DOCUMENT SEGMENT —
Read mapping of raw reads to contigs/ORFs

RPKM values23, Reads Per Kilobase per Million mapped reads, for each DNA and mRNA sample were generated by the RNA-Seq Analysis pipeline in **CLC bio Genomics Workbench (version 4.7.2), and used to analyse contig and ORF frequency (DNA-RPKM) within the microbial community and also gene expression level (mRNA-RPKM, see below). All assembled metagenomic contigs (1,005,833), the longer contigs with a 500-bp length cutoff (224,995) and the related ORFs (445,806) were used as the references when mapping the raw reads against the metagenomic assemblies. The read mapping analysis in CLC bio Genomics Workbench was run with default settings, except for the use of 0.8 as the minimum length and the minimum similarity fractions (Supplementary Table S2). The microbial composition within the community was analysed using the DNA frequency (DNA-RPKM) for each ORF. The entire collection of metagenomic ORFs yielded a DNA-RPKM value of 1,383,072, which was used in combination with the sum of RPKM values for each taxonomic group to describe relative taxonomic abundance within the microbial community.

Bin-genome grouping for four abundant strains

Bin-genomes, or draft genomes, were extracted by grouping the contigs of the estimated dominant strains within the anodic microbial community using four criteria: (i) predicted taxonomy of the contig, (ii) contig frequency as determined by DNA-RPKM, (iii) GC content and (iv) contig length. The specific values used for the bin-genome clustering are summarized in Supplementary Table S3.

To assess the genome ‘completeness’ of uncultured bacterial bin-genomes acquired from our metagenomic data sets, we used 107 marker genes for domain Bacteria (Supplementary Table S4) (43) and 137 marker genes for domain Archaea (Supplementary Table S5) (44) that were found to hit only one gene in >95% of nearly all bacterial/archaeal genomes as determined by KO functional annotation. The percentage of marker genes found in our bin-genomes was calculated and compared with that of completed genomes of closest relative strain(s).

ASSIGNMENT —
Please set down, word for word, the stretch of the methods text that opens with the words containing "Bin-genomes, or draft" and closes with "Supplementary Table S3.". The items come from a different source than the methods text.

Photo-based referring expression data:
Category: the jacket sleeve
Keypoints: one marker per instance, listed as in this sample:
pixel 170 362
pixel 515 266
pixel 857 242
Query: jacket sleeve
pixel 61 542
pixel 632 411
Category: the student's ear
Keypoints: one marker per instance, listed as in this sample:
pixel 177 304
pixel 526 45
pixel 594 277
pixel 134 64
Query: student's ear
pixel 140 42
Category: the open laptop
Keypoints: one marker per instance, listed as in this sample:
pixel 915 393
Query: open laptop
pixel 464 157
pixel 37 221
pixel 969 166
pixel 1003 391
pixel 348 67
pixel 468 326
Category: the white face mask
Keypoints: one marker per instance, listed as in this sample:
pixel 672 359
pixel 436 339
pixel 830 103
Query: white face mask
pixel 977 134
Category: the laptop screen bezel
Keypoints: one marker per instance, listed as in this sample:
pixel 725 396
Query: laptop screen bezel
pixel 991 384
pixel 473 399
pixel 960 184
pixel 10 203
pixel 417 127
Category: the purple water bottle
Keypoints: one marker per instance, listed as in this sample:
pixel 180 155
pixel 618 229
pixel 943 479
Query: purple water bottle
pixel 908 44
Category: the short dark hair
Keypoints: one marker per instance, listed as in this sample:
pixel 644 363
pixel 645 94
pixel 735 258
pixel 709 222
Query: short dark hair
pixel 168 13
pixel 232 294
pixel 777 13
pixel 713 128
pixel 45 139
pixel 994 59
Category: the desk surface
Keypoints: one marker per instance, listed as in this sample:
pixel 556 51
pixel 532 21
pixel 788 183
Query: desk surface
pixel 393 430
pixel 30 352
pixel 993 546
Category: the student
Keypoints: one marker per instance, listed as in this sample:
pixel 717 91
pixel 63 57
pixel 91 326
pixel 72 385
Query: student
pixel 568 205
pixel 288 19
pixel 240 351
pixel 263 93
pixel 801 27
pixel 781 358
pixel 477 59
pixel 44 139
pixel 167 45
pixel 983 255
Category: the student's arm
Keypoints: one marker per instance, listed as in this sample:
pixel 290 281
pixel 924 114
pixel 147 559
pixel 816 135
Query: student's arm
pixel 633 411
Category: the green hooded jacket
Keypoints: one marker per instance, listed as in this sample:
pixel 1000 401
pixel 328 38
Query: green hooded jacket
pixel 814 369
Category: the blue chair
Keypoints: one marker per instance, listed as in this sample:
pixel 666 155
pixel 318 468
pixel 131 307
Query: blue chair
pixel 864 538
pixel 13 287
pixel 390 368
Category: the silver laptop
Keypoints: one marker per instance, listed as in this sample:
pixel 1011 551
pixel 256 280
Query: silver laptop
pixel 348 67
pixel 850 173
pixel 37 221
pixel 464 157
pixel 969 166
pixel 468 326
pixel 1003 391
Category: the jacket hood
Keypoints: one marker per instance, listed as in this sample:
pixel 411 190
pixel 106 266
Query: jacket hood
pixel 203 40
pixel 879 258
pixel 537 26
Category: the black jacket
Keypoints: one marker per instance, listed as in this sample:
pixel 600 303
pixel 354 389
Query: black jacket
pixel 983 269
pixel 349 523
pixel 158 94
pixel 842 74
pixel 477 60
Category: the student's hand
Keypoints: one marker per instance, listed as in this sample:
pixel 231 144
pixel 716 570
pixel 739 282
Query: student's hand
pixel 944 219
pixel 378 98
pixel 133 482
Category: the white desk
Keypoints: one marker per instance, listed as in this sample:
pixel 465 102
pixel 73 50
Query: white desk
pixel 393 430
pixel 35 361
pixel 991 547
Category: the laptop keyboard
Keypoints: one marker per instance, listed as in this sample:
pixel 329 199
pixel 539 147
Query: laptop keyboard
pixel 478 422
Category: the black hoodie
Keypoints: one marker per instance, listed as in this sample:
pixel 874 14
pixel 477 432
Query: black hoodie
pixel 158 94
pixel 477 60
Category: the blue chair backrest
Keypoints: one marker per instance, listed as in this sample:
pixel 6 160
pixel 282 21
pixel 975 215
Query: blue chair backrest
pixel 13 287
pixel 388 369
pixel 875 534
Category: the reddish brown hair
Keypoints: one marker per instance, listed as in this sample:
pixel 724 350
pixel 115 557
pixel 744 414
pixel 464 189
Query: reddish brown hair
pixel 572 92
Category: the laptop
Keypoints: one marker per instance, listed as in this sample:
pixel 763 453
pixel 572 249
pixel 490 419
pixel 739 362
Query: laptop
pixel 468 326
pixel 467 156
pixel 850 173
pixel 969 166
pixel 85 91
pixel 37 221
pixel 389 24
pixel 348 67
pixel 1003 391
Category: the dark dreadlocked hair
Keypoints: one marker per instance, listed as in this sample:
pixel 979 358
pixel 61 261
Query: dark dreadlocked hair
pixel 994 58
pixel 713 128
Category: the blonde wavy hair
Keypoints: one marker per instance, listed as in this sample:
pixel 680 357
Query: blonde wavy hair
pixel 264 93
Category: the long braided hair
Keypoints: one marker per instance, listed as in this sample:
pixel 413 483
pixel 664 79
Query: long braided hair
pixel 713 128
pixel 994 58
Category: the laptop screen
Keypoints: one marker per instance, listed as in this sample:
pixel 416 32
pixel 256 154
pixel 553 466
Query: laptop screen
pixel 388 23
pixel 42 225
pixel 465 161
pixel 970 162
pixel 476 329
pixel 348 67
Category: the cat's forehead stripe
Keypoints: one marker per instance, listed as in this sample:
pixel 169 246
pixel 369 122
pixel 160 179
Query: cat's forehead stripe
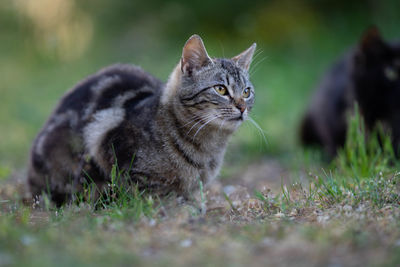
pixel 232 71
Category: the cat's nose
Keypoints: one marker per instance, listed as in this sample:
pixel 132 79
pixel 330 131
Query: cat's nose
pixel 241 105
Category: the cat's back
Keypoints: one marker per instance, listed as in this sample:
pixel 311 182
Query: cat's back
pixel 324 122
pixel 113 86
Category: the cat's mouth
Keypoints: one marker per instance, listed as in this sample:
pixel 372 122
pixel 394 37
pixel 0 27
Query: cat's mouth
pixel 238 118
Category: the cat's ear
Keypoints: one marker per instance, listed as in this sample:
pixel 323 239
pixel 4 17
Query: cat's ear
pixel 244 59
pixel 194 55
pixel 371 43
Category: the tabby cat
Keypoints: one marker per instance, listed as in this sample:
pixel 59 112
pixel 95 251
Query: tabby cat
pixel 368 75
pixel 167 136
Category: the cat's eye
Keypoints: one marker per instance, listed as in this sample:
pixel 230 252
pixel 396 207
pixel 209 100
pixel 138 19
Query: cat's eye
pixel 220 89
pixel 391 74
pixel 246 92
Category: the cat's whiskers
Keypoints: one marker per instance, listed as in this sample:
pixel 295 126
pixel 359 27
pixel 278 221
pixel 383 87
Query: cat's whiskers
pixel 261 131
pixel 200 120
pixel 222 124
pixel 191 120
pixel 198 130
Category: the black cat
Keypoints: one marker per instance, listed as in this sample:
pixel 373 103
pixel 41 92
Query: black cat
pixel 369 75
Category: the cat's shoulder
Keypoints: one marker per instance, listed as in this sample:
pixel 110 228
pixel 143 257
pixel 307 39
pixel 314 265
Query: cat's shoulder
pixel 107 84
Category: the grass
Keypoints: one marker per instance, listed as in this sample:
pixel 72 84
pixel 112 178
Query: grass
pixel 336 216
pixel 306 213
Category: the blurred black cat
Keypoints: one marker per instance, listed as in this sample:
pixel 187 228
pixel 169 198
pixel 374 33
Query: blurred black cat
pixel 369 75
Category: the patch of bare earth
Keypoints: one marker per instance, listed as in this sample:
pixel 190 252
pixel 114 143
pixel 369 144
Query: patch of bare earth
pixel 230 226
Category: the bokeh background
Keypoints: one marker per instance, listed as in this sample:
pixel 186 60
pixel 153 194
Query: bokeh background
pixel 47 46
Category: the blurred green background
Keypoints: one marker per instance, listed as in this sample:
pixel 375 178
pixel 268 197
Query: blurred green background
pixel 47 46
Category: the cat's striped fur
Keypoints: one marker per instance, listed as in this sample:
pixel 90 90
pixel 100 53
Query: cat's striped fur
pixel 167 135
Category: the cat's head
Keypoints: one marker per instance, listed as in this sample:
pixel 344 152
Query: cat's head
pixel 216 91
pixel 376 70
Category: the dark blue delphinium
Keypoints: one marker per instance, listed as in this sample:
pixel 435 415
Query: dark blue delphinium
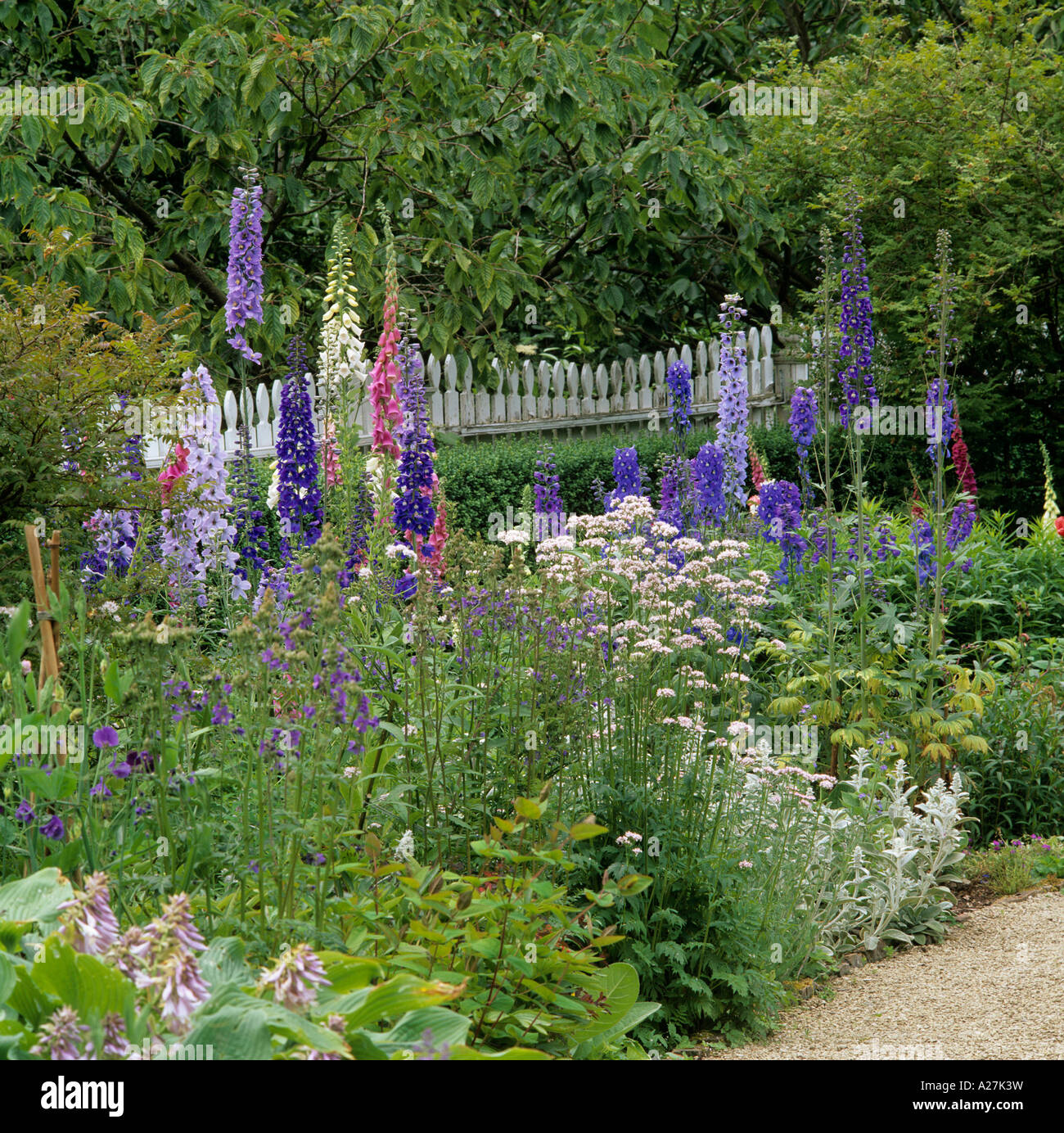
pixel 678 381
pixel 855 344
pixel 300 493
pixel 414 515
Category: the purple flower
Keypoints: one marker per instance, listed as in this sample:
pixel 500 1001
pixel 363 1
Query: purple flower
pixel 733 413
pixel 708 472
pixel 548 490
pixel 628 476
pixel 414 515
pixel 780 512
pixel 53 828
pixel 296 978
pixel 678 381
pixel 961 525
pixel 300 492
pixel 61 1037
pixel 940 418
pixel 857 341
pixel 244 297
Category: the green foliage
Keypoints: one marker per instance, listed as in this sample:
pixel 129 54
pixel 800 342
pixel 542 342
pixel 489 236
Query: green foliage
pixel 482 478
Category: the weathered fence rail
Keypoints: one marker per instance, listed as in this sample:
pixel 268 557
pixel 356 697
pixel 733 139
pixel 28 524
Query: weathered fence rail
pixel 566 399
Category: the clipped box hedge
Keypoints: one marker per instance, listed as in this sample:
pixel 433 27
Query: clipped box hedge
pixel 482 477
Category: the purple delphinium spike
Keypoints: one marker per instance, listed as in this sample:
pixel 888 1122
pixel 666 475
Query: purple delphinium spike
pixel 244 297
pixel 857 341
pixel 733 412
pixel 300 492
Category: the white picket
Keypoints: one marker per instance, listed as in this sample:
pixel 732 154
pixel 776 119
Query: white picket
pixel 566 397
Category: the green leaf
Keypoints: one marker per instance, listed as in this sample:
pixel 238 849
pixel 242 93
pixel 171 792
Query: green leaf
pixel 233 1033
pixel 36 897
pixel 482 188
pixel 88 985
pixel 16 638
pixel 8 978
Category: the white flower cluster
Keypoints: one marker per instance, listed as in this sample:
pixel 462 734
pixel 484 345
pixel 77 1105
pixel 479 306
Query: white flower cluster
pixel 341 362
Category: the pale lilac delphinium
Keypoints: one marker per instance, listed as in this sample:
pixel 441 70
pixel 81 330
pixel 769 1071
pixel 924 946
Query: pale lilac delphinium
pixel 855 344
pixel 804 430
pixel 628 476
pixel 245 292
pixel 300 492
pixel 733 413
pixel 61 1037
pixel 296 978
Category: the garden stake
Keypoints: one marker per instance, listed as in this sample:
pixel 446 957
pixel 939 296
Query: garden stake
pixel 49 657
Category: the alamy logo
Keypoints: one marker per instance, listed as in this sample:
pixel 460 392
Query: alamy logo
pixel 775 101
pixel 64 1095
pixel 521 527
pixel 899 421
pixel 43 740
pixel 43 102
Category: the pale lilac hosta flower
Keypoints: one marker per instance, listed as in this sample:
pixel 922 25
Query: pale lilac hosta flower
pixel 160 956
pixel 61 1037
pixel 203 539
pixel 244 297
pixel 183 991
pixel 855 342
pixel 733 413
pixel 88 923
pixel 296 978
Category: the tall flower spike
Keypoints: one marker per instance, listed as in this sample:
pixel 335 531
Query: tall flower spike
pixel 244 297
pixel 386 413
pixel 855 344
pixel 300 494
pixel 733 413
pixel 341 362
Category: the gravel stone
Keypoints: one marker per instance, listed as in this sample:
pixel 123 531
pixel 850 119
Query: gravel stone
pixel 992 989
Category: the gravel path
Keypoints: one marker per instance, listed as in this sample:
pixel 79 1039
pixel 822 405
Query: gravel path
pixel 994 988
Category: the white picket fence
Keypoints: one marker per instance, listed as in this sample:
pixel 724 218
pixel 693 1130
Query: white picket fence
pixel 565 398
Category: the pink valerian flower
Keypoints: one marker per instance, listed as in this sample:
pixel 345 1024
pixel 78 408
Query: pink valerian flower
pixel 963 463
pixel 296 978
pixel 245 291
pixel 61 1037
pixel 182 991
pixel 174 472
pixel 88 923
pixel 757 474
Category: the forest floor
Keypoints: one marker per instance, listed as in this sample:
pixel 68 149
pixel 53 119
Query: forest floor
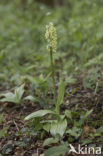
pixel 20 139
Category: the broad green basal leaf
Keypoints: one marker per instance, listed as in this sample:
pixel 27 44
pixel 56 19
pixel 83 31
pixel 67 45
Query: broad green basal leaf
pixel 57 150
pixel 39 113
pixel 50 141
pixel 58 127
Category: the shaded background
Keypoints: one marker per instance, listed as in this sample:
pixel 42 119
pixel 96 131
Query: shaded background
pixel 23 51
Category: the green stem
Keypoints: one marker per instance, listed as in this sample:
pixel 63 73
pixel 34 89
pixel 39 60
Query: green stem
pixel 53 75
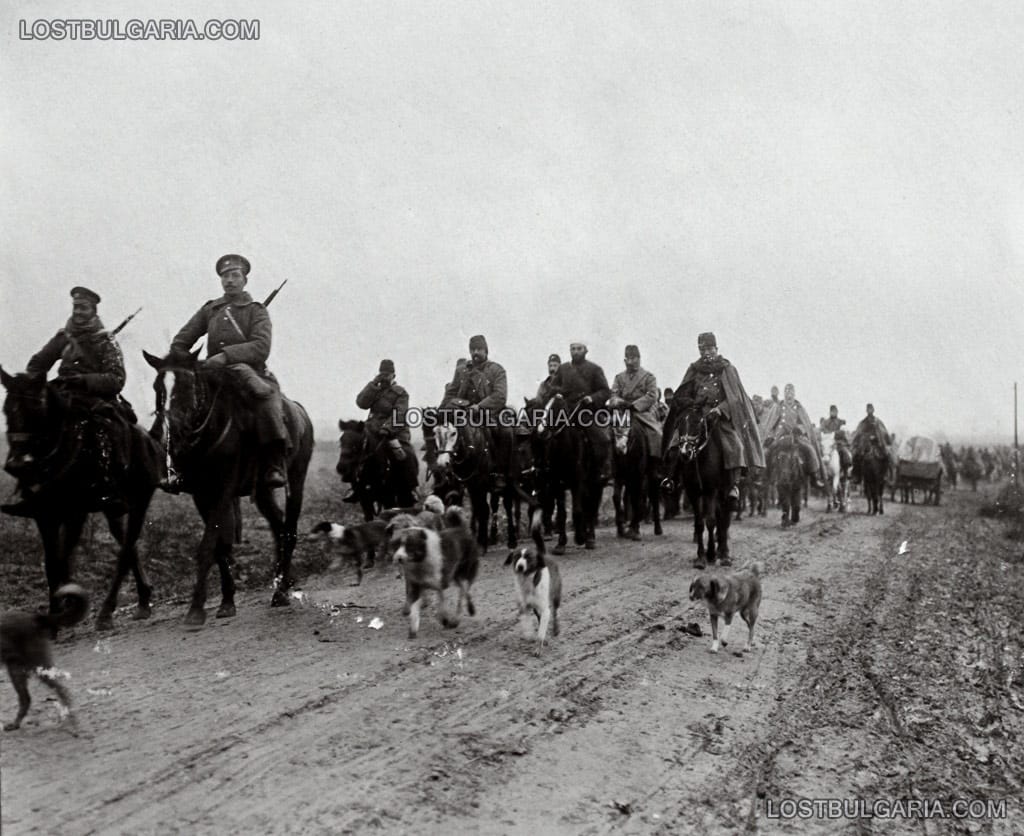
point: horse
(837, 477)
(873, 465)
(788, 477)
(48, 445)
(381, 482)
(571, 466)
(463, 463)
(637, 483)
(706, 483)
(217, 458)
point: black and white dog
(539, 584)
(434, 560)
(355, 543)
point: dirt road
(875, 675)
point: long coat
(388, 405)
(96, 358)
(482, 384)
(717, 384)
(639, 388)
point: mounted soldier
(388, 404)
(636, 391)
(869, 430)
(90, 378)
(788, 418)
(238, 334)
(585, 388)
(712, 384)
(479, 389)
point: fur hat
(85, 293)
(231, 261)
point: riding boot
(274, 470)
(733, 490)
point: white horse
(837, 478)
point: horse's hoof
(196, 617)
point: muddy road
(875, 675)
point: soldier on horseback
(835, 425)
(91, 376)
(712, 384)
(869, 430)
(585, 388)
(479, 389)
(788, 418)
(636, 391)
(388, 404)
(239, 334)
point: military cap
(231, 261)
(85, 293)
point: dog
(355, 543)
(433, 559)
(728, 593)
(26, 649)
(539, 584)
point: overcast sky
(837, 191)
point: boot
(274, 472)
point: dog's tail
(455, 518)
(73, 603)
(536, 527)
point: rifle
(273, 293)
(127, 320)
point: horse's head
(27, 408)
(352, 436)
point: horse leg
(219, 528)
(616, 501)
(653, 494)
(511, 502)
(272, 512)
(560, 521)
(495, 500)
(128, 560)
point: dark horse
(786, 470)
(637, 483)
(463, 464)
(216, 456)
(571, 465)
(873, 465)
(48, 446)
(706, 483)
(382, 483)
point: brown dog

WORKED SOLUTION —
Bin-genomes, or draft genomes, were extracted by grouping the contigs of the estimated dominant strains within the anodic microbial community using four criteria: (i) predicted taxonomy of the contig, (ii) contig frequency as determined by DNA-RPKM, (iii) GC content and (iv) contig length. The specific values used for the bin-genome clustering are summarized in Supplementary Table S3.